== TASK PROMPT ==
Reproduce the lines starting at the one that contains "Q: For each instance of the yellow" and continuing through the end of the lines, swapping "instance" for "occurrence" and leaving everything else unchanged.

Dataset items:
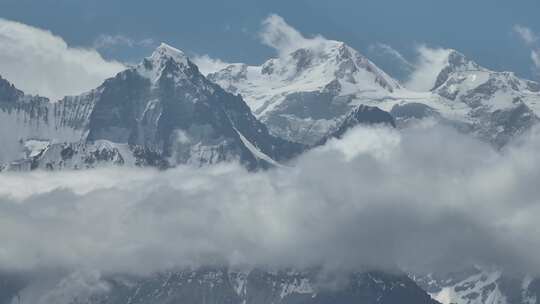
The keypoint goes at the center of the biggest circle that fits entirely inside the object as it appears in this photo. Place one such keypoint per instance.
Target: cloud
(282, 37)
(110, 41)
(39, 62)
(429, 64)
(535, 56)
(207, 64)
(531, 40)
(377, 198)
(526, 34)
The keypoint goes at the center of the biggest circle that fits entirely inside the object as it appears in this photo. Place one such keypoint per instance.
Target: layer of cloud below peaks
(38, 62)
(427, 199)
(428, 65)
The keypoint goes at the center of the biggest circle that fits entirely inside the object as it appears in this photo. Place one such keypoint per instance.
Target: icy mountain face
(167, 108)
(304, 95)
(499, 104)
(254, 286)
(477, 286)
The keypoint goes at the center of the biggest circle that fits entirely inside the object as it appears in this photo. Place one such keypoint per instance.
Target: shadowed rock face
(162, 113)
(304, 95)
(218, 286)
(8, 92)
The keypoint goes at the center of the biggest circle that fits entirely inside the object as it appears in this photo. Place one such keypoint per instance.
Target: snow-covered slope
(481, 286)
(162, 112)
(305, 94)
(499, 104)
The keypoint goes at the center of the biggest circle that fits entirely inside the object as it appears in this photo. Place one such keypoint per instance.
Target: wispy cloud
(526, 34)
(376, 198)
(110, 41)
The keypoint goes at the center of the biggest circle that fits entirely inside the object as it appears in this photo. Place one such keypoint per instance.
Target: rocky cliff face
(256, 286)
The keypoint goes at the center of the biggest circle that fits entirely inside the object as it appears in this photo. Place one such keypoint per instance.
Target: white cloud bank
(207, 64)
(282, 37)
(426, 199)
(38, 62)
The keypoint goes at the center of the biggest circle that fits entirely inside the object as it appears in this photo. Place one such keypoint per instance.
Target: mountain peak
(455, 62)
(8, 92)
(165, 51)
(164, 60)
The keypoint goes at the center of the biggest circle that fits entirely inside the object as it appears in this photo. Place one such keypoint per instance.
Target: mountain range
(164, 112)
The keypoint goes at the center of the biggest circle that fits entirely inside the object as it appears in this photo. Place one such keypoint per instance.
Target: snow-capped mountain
(162, 112)
(304, 95)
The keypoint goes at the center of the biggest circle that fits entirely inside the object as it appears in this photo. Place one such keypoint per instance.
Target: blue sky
(482, 29)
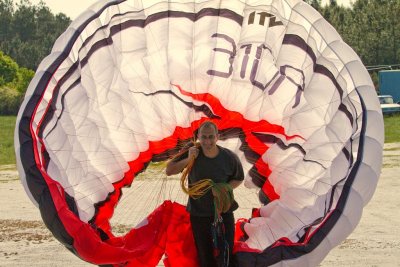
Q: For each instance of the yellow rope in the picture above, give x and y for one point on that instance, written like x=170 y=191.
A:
x=223 y=192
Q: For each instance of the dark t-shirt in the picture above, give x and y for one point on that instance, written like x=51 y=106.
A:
x=221 y=169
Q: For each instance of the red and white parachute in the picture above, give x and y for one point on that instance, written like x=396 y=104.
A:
x=130 y=81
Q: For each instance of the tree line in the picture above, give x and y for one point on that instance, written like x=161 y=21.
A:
x=28 y=32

== EXERCISE OUTPUT ==
Q: For each occurrence of the yellow rope in the picture above, give x and y for one point on that occurrence, written like x=170 y=191.
A:
x=223 y=192
Q: For each occurrence of the dark t-shirt in the picture above, give x and y for one point on that occurrence, written like x=51 y=106.
A:
x=221 y=169
Q: For each occurrence of the red and white parachute in the picture above, give x and y for one point on that occurrence, written like x=396 y=104.
A:
x=130 y=81
Q: For each occurrence of the tree line in the picture above, give x and y for one point on that occurrence, written like x=161 y=21.
A:
x=28 y=32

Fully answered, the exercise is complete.